=== EXCERPT ===
━━━

ICASSP2024 ICMC-ASR Grand Challenge

Call for Participation

As cars become indispensable parts of human daily life, a secure and comfortable driving environment is more desirable. The traditional touch-based interaction in cockpit is easy to distract the drivers' attention, leading to inefficient operations and potential security risks. Therefore, as a natural human-computer interaction method, speech-based interaction has attracted more attention.

The in-car speech-based interaction aims to achieve a seamless driving and cabin experience for drivers and passengers through various speech processing applications, like speech recognition for command control, entertainment or navigation, etc. Different from the commonly used automatic speech recognition (ASR) systems deployed in the home or meeting scenarios, systems in the driving scene force exclusively challenges. First of all, the acoustic environment of the cockpit is complex. Since the cockpit is a closed and irregular space, it has special room impulse response (RIR), resulting in special reverberation conditions. In addition, there are various kinds of noise during driving from both inside and outside, such as wind, engine, wheel, background music, interfering speakers, etc. Finally, different driving situations also affect the system performance, such as parking, low-speed or high-speed driving, whether the driver-side window and sunroof are open, daytime or nighttime driving. Therefore, how to leverage recent advances in speech front-end processing and robust speech recognition to improve the robustness of in-car ASR systems is an essential study worth investigating.

━━━

=== DATASET ROWS ===
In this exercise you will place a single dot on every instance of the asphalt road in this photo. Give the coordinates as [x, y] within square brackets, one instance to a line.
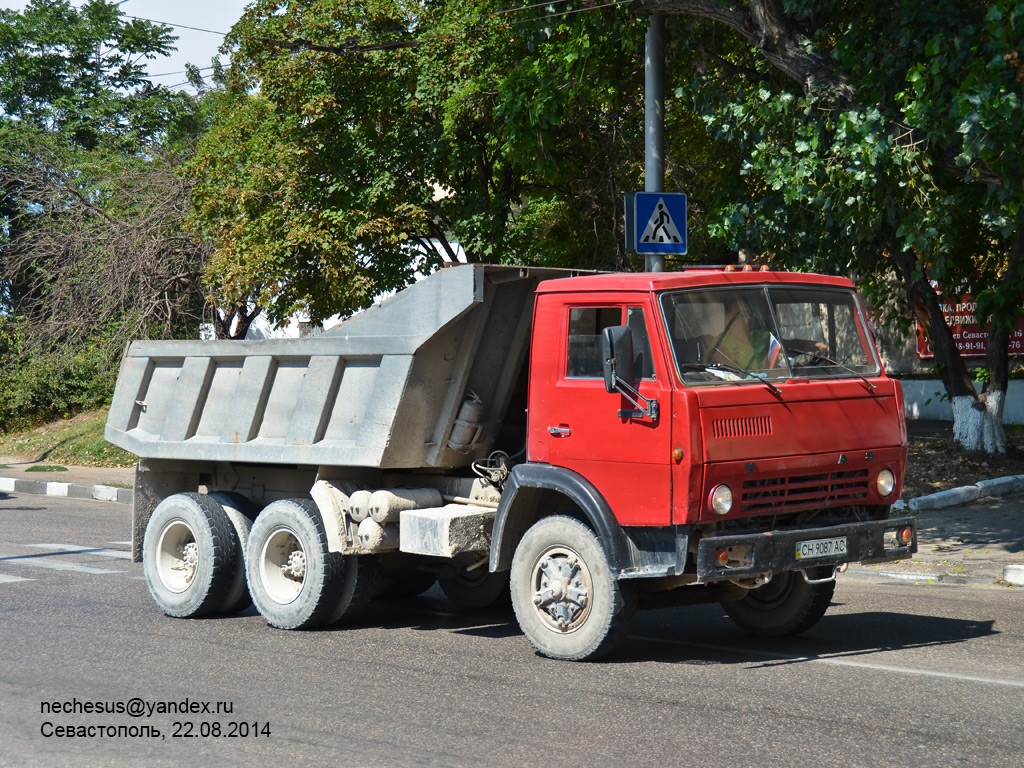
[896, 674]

━━━

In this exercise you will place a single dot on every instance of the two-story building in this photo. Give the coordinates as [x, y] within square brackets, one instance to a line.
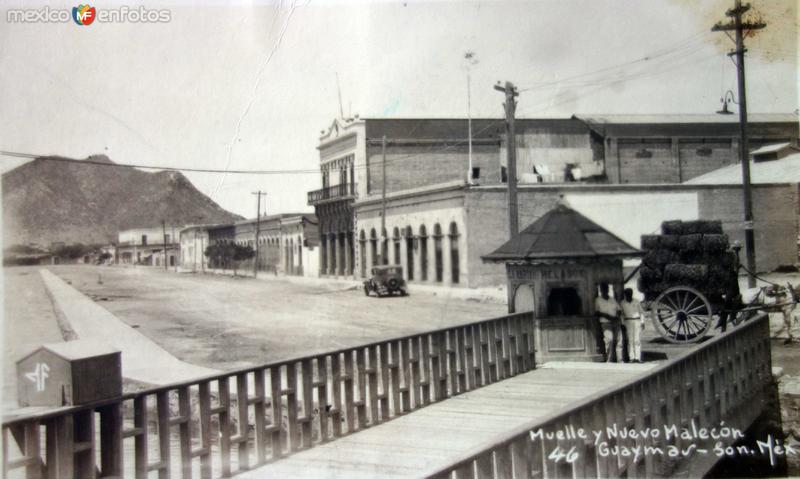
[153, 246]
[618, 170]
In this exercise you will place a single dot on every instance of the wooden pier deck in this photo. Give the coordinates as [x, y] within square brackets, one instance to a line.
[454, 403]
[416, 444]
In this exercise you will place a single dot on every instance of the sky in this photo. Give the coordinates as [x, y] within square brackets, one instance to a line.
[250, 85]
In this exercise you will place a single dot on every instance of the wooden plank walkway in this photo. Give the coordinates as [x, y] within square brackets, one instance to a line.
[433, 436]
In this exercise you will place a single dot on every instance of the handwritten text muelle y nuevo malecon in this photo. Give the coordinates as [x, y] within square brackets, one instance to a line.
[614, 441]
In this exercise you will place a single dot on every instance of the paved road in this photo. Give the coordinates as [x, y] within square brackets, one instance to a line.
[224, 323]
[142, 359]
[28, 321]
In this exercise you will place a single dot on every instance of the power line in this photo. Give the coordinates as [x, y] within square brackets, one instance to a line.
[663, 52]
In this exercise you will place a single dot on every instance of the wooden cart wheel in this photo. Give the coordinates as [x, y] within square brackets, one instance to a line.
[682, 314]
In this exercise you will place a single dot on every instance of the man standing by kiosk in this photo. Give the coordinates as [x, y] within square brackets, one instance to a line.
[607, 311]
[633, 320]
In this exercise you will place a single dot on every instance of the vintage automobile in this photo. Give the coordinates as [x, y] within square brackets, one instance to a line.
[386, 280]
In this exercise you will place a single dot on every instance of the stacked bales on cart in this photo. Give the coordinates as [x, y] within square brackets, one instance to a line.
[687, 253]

━━━

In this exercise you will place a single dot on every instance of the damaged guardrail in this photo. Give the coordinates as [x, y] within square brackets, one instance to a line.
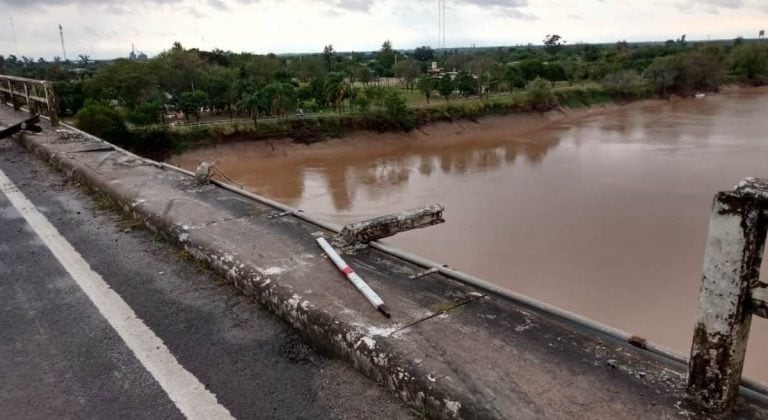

━━━

=== TASK STATEMENT ===
Per the challenge call, what gives the car cockpit its special reverberation conditions?

=== ANSWER TO THIS TASK ===
Because it is a closed and irregular space, the cockpit has a special room impulse response (RIR).